Consignes:
(a) Recopiez sans modification le passage sur le retrait d'agrément d'un assureur, entre « La Cour de cassation » et « de la décision. », ces deux bornes comprises.
(b) Relevez tous les numéros précédés de « n° » dans le passage sur le retrait d'agrément d'un assureur.

Extrait choisi:

+++

Utile rappel des conséquences contractuelles du retrait d’agrément d’un assureur

La Cour de cassation vient réitérer son attachement à l’application littérale de l’article L. 326-12 du code des assurances, portant sur les conséquences d’une décision de retrait d’agrément prononcée à l’encontre d’un assureur sur les contrats d’assurance en cours au jour de la décision.

Le retour au contentieux de l’épineux article L. 326-12 du code des assurances

Après avoir, en 2011, censuré trois décisions rendues par des juridictions de proximité (Civ. 2e, 6 oct. 2011, n° 10-24.519, inédit ; n° 10-24.520, inédit ; n° 10-24.518, inédit ; RGDA 2012. 452, obs. J. Bigot ; et pour les suites judiciaires de l’affaire, Civ. 1re, 29 mai 2013 P, n° 11-28.819, Dalloz actualité, 20 juin 2013, obs. T. de Ravel d’Esclapon ; Gaz. Pal., 10 août 2013, obs. D. Noguéro), c’est au tour d’un arrêt de cour d’appel d’être aujourd’hui cassé pour être tombé dans le piège redoutable tendu par l’application de la règle pour le moins « originale » (D. Noguéro, préc.) issue de l’article L. 326-12 du code des assurances, portant sur les conséquences contractuelles du retrait d’agrément prononcé par l’Autorité de contrôle prudentiel et de résolution (ACPR) à l’encontre d’un assureur (retrait prononcé sur le fondement de l’art. L. 325-1 c. assur.).

+++

Entrées du jeu de données d'annotation:

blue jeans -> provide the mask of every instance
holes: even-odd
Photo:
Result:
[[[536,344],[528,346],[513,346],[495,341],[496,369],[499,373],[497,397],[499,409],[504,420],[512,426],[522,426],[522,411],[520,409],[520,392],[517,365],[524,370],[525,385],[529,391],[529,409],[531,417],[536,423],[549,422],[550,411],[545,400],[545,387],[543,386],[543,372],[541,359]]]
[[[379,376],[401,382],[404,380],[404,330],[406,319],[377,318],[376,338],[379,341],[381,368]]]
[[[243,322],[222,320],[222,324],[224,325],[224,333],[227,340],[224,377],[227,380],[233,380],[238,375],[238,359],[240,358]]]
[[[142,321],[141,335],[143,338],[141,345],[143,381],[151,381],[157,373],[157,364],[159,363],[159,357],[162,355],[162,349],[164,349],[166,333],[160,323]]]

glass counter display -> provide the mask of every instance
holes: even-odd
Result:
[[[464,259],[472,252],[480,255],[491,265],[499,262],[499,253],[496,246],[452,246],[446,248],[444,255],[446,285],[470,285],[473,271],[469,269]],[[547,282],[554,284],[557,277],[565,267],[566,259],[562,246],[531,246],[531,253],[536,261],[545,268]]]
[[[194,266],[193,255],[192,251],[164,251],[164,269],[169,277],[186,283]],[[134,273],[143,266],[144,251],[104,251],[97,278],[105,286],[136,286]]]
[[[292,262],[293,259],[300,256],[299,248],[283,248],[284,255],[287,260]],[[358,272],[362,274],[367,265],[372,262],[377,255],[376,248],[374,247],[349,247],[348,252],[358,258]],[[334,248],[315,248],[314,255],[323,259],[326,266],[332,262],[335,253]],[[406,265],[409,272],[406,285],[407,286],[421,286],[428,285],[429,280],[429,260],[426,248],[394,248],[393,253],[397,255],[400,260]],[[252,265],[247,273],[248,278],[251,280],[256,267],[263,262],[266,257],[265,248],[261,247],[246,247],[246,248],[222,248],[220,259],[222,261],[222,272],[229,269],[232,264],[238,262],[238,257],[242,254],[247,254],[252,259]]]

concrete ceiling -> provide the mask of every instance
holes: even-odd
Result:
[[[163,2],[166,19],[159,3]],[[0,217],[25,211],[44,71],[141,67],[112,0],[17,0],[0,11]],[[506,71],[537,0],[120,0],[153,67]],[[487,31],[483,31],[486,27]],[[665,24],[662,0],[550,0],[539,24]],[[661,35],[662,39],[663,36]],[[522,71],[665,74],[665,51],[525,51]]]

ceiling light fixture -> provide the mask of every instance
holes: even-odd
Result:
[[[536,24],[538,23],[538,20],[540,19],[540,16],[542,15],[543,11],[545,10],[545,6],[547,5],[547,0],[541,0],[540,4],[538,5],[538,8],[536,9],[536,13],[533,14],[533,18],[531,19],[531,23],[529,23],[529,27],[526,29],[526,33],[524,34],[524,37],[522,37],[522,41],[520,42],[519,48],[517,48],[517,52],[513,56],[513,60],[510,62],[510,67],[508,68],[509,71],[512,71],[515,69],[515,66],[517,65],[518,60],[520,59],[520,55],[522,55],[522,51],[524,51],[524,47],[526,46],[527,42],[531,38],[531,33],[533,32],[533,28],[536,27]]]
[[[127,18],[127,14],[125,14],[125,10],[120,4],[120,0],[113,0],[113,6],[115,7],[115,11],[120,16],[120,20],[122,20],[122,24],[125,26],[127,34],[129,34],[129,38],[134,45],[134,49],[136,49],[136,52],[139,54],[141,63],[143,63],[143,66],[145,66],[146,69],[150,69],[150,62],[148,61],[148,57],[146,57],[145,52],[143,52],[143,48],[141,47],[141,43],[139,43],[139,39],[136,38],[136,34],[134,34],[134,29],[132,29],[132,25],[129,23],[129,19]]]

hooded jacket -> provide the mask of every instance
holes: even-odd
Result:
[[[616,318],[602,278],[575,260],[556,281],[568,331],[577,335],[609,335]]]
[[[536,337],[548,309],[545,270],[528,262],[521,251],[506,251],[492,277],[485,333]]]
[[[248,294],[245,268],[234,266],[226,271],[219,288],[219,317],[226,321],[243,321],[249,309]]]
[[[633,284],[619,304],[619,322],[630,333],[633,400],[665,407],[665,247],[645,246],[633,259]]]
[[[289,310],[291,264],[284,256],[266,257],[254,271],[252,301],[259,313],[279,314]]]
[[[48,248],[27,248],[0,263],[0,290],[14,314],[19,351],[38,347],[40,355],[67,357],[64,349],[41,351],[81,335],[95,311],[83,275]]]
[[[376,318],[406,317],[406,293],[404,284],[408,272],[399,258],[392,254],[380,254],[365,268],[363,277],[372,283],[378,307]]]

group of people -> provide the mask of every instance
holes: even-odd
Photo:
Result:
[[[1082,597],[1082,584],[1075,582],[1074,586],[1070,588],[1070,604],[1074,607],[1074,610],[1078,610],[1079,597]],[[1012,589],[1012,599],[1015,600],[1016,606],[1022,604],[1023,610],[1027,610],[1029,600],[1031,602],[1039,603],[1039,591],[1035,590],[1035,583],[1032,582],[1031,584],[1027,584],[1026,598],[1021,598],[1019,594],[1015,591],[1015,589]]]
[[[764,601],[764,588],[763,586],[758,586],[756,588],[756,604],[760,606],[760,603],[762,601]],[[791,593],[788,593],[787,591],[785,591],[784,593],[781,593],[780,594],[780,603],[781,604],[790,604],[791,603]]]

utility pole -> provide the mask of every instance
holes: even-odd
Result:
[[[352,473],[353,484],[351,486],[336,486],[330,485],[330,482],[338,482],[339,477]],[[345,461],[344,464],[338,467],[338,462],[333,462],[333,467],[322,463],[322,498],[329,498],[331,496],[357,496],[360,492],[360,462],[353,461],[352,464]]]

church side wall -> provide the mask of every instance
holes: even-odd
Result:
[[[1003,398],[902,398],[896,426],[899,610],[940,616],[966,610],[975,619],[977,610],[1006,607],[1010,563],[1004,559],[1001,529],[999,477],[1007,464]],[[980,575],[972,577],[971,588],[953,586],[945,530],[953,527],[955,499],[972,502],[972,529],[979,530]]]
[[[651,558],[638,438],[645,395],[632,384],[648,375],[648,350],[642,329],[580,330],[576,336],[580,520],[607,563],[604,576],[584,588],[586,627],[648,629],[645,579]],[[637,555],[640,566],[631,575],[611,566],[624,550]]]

+++

Réponses:
(a)
La Cour de cassation vient réitérer son attachement à l’application littérale de l’article L. 326-12 du code des assurances, portant sur les conséquences d’une décision de retrait d’agrément prononcée à l’encontre d’un assureur sur les contrats d’assurance en cours au jour de la décision.

(b)
- 10-24.519
- 10-24.520
- 10-24.518
- 11-28.819